**Problem statement:**
Only the lines below, from the one with "Each matching instance of the orange" through the one with "Each matching instance of the black", are to be written out, exactly.

[Opening Data supplied section]

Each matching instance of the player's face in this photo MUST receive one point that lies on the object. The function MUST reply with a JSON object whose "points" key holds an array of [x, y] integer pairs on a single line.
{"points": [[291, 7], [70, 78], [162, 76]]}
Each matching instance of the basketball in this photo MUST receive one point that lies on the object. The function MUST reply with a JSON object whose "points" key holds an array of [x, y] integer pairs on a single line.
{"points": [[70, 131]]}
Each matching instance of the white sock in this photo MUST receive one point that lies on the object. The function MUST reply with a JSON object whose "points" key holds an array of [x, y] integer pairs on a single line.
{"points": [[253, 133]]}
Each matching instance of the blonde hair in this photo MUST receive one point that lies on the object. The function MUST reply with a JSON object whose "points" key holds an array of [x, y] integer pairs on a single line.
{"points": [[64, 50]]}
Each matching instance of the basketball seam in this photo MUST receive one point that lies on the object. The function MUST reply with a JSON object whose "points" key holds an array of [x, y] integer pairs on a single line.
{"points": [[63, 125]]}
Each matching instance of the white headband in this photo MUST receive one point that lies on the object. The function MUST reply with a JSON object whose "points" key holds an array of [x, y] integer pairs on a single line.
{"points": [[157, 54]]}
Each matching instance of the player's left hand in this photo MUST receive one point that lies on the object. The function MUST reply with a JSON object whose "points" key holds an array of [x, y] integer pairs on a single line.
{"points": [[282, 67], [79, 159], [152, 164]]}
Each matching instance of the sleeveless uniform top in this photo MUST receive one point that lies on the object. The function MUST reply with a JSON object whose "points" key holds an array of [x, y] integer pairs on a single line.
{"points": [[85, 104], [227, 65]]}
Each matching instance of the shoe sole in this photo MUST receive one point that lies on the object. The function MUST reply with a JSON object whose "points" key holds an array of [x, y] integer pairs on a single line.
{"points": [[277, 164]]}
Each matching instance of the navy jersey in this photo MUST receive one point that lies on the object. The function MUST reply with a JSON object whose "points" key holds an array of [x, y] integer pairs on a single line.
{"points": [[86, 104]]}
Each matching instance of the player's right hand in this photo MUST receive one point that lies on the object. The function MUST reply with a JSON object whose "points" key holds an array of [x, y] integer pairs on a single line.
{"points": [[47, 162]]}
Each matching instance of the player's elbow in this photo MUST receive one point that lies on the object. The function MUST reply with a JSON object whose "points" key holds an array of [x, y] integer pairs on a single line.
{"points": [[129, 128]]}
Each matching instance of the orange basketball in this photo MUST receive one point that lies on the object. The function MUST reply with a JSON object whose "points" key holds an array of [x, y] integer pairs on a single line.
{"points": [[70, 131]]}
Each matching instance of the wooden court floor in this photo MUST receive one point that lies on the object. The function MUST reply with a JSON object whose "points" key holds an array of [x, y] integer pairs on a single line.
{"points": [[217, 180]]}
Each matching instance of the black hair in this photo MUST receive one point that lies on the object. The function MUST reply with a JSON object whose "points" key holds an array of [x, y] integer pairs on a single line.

[Closing Data supplied section]
[Opening Data supplied section]

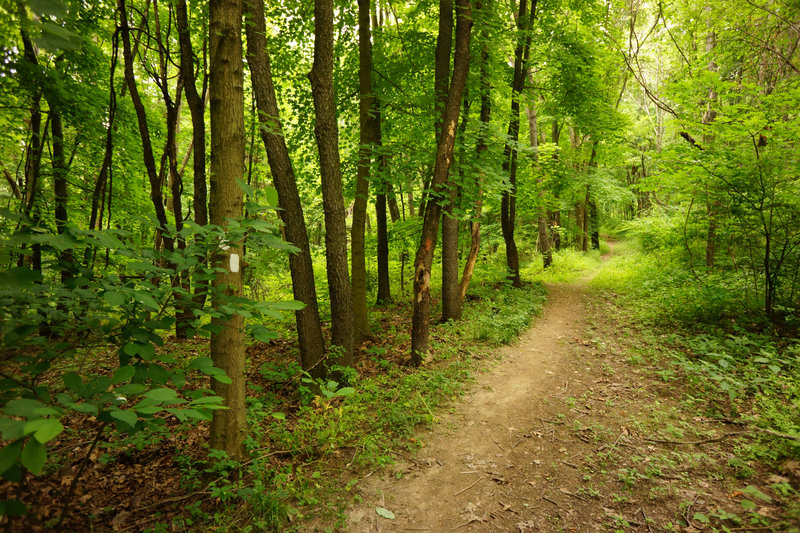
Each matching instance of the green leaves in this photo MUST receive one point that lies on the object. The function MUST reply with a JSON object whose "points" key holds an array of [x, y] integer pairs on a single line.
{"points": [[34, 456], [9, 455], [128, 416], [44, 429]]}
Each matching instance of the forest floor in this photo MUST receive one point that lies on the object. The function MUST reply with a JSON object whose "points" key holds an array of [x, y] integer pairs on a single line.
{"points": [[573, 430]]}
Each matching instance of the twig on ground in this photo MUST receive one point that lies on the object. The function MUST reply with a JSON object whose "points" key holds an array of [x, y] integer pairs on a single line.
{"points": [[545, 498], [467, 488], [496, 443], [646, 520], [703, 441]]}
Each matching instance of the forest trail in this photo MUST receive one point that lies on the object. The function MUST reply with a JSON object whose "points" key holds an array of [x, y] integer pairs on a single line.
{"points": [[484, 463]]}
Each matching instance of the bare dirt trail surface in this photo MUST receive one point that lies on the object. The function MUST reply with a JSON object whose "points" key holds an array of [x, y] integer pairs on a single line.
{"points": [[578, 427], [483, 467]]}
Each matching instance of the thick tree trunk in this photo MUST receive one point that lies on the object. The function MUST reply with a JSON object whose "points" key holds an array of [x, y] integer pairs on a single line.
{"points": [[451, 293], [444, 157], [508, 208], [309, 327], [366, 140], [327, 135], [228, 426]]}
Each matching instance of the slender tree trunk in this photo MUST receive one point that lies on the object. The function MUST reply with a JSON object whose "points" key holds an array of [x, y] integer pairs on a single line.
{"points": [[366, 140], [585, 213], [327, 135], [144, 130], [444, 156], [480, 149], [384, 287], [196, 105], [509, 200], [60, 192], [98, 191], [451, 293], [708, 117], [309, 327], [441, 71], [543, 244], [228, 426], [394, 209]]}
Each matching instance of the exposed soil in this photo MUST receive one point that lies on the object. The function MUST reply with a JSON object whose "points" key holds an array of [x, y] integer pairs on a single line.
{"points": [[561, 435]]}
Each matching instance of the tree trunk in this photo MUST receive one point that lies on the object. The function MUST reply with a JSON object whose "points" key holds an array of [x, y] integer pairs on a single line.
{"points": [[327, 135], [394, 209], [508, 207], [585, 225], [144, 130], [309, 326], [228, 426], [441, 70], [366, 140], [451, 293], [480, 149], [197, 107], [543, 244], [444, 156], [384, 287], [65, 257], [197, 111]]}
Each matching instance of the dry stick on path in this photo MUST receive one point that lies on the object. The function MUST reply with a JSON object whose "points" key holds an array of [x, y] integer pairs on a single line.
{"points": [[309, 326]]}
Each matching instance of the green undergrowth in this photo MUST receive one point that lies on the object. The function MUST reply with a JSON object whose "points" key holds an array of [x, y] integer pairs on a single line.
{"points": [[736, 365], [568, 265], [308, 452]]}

[Closing Data supplied section]

**Output:**
Each matching instance of the orange basketball in this photo MUST receive one point that lies on the object. The function MUST reply with a JSON object whose "points" key holds an array of [x, y] integer pairs on a single line.
{"points": [[70, 131]]}
Each matching instance of the wooden court floor in this photo MUST receive one point that lies on the object. The function MUST reply with a JSON object whose "points" key holds an array of [x, y] integer pairs on a single line.
{"points": [[217, 180]]}
Each matching instance of the black hair in this photo MUST receive one point that lies on the object. The function MUST reply with a JSON object whose "points" key holds an array of [x, y] integer pairs on a single line.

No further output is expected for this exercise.